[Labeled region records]
********

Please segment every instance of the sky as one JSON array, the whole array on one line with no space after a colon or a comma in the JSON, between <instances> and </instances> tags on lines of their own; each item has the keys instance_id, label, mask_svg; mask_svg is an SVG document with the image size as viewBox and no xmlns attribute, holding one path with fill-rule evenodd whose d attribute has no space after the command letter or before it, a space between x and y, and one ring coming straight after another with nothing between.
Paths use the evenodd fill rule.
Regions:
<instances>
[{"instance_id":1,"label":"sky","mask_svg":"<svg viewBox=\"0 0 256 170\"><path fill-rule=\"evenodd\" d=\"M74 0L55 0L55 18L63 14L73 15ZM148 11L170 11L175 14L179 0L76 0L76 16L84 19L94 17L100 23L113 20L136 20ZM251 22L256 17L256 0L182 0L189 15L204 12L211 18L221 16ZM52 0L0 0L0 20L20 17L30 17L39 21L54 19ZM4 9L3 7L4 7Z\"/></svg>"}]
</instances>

********

Format the listing above as a two-column CSV with the columns ask and response, one row per record, placing each record's text and its answer in a single quoted field and replacing line breaks with spaces.

ask,response
"Please segment every instance of the sky as one JSON array, the whole array on one line with no space after a colon or a comma in the JSON, between <instances> and </instances> tags on lines of their own; each item has the keys instance_id, label, mask_svg; mask_svg is an SVG document with the image size as viewBox and no xmlns attribute, holding one path with fill-rule evenodd whose d attribute has no space after the command letter or before it, a space between x and y, and one ring coming straight after another with nothing between. Paths use the evenodd fill rule. Regions:","<instances> [{""instance_id"":1,""label"":""sky"",""mask_svg"":""<svg viewBox=\""0 0 256 170\""><path fill-rule=\""evenodd\"" d=\""M74 0L55 0L55 18L63 14L73 15ZM148 11L170 11L175 14L179 0L76 0L76 16L84 19L94 17L100 23L113 20L136 20ZM251 22L256 17L256 0L182 0L189 15L204 12L211 18L221 16ZM52 0L0 0L0 20L20 17L30 17L39 21L54 19ZM4 9L3 7L4 7Z\""/></svg>""}] </instances>"